§ EXERCISE INSTRUCTIONS
In the column on growing tomatoes below, what should cover the ground for several days before tomato plants are bedded in it?

QUOTED PASSAGE: Begin

Friday, May 12, 2006


The Rev. Dana Prom Smith, S.T.D., Ph.D. (5/12/06)

As with all high maintenance trophies, tomatoes expect luxury, especially the luxuries of food and bed. Tomatoes do not do well in beds of hard Coconino concrete (sandstone), with mattresses of volcanic rubble, or on ticking of red clay. They thrive in the best of soils which means soil amended with compost or imported. Even imported soil should be amended. The compost can be store-bought or home-made; however, home-made is best. Sometimes, store-bought compost has fillers, such as sawdust. Also, often the imported soil isn’t much good, either. Just because some guy has a dump truck full of dirt doesn’t mean the dirt is any good. Dirt has lineage, ancestry, and genealogy like anyone else, and its origins and history should be checked out.

If tomato plants are going to be bedded in the ground, it should be warmed for several days beforehand with a blanket of clear or black plastic. If in a container, the container and the soil in it should be heated for several days beforehand by enshrouding it in a black or clear plastic bag to destroy any lingering bugs and to welcome the tomato plant with a warm bed.

QUOTED PASSAGE: End
DATA EXCERPTS: Begin

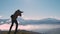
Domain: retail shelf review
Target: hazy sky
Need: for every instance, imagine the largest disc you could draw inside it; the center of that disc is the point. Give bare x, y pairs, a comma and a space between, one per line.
33, 9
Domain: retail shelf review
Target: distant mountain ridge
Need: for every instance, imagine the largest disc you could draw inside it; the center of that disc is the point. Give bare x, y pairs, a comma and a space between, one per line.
42, 21
20, 32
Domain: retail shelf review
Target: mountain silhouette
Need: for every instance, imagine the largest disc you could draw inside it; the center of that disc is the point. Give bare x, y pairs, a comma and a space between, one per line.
42, 21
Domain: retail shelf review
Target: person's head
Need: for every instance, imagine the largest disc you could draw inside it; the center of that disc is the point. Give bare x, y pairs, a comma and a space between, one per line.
18, 12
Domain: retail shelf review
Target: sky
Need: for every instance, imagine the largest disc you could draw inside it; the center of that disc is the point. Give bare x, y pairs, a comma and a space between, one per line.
33, 9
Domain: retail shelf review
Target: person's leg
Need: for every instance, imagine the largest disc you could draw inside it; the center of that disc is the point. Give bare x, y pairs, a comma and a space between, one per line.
11, 27
16, 26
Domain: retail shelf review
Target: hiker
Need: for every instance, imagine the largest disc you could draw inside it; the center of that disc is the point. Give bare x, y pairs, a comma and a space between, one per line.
14, 20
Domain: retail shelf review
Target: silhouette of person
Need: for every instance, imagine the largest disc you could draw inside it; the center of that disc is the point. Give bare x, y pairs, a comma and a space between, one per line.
14, 20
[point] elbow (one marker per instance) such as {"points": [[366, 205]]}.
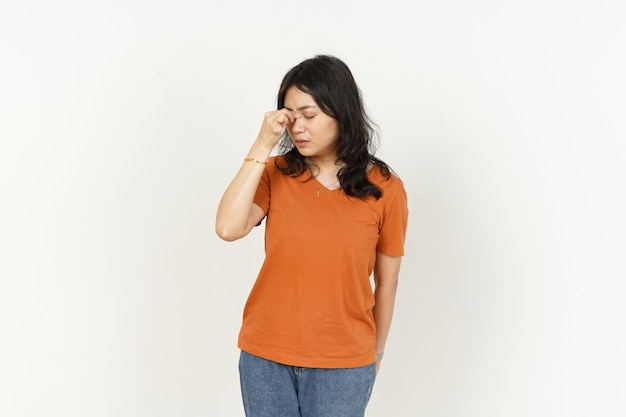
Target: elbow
{"points": [[227, 234]]}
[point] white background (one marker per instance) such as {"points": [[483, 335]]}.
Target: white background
{"points": [[121, 123]]}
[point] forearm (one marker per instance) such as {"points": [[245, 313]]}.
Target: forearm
{"points": [[385, 297], [386, 271], [234, 218]]}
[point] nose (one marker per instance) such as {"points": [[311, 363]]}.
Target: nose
{"points": [[298, 125]]}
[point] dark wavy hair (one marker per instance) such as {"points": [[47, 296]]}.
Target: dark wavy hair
{"points": [[330, 82]]}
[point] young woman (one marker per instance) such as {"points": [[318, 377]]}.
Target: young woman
{"points": [[313, 331]]}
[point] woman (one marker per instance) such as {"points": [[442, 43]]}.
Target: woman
{"points": [[313, 331]]}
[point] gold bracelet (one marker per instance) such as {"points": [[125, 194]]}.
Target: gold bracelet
{"points": [[254, 160]]}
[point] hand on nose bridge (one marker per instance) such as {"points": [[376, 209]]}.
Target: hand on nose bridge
{"points": [[298, 123]]}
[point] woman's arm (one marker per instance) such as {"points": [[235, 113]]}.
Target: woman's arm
{"points": [[236, 213], [386, 273]]}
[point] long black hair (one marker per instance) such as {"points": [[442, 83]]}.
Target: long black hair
{"points": [[330, 82]]}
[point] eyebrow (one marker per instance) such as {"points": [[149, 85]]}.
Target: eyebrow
{"points": [[305, 107]]}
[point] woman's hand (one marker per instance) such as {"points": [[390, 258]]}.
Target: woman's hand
{"points": [[273, 125]]}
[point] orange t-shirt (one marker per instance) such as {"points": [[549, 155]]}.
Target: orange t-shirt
{"points": [[311, 305]]}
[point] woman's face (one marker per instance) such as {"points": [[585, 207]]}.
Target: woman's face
{"points": [[314, 133]]}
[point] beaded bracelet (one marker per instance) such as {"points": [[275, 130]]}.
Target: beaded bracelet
{"points": [[254, 160]]}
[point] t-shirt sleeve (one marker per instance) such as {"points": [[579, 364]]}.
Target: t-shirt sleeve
{"points": [[262, 196], [394, 223]]}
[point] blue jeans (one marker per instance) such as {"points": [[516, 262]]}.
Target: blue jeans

DATA EXCERPTS: End

§ RESULT
A blanket of clear or black plastic.